▶ [Data to use]
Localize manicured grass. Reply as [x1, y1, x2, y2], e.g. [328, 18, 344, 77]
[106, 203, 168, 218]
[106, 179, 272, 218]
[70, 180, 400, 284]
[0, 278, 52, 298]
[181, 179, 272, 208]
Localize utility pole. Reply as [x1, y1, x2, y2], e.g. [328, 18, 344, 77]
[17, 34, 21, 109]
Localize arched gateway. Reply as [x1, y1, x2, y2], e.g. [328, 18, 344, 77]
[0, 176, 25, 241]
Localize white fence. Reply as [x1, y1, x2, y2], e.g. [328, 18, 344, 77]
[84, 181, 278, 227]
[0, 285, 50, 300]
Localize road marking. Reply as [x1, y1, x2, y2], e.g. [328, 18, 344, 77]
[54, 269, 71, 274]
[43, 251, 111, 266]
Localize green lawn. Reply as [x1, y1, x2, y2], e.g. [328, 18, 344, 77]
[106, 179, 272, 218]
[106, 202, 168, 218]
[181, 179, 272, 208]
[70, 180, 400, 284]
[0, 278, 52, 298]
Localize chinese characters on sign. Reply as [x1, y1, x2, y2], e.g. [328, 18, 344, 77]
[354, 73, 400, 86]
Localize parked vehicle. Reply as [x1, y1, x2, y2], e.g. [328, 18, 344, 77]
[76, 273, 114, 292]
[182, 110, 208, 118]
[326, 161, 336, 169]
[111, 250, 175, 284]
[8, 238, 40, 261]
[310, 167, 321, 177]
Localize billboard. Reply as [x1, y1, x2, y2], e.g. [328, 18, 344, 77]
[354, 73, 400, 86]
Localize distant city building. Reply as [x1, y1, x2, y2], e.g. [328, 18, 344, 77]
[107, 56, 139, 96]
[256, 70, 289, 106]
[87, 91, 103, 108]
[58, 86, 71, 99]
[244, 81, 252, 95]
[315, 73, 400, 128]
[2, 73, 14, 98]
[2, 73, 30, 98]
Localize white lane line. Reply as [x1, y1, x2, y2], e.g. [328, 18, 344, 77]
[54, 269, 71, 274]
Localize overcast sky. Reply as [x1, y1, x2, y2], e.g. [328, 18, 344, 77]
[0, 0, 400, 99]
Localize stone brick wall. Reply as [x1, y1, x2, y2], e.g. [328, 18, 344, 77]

▶ [Brief]
How many lines of the entries above contain the word "white"? Give only the number.

▶ [Correct output]
2